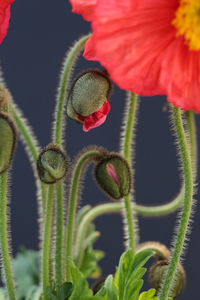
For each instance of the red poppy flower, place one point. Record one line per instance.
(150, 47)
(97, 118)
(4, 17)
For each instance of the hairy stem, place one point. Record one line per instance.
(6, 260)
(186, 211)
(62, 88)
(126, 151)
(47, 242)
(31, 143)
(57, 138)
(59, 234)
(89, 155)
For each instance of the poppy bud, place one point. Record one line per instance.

# WHAT YOU WILL DO
Only the lines from the one containing "For each instance of the hairy" through the final line of the data belong in the answer, repeated exactly.

# SOLUTION FOR THIS EXERCISE
For each instance of the hairy stem, place one point. Record one line per instance.
(6, 260)
(186, 211)
(62, 88)
(126, 151)
(47, 242)
(31, 143)
(57, 138)
(59, 234)
(89, 155)
For each instance of the poppy bud, place one point. Record one line per instance.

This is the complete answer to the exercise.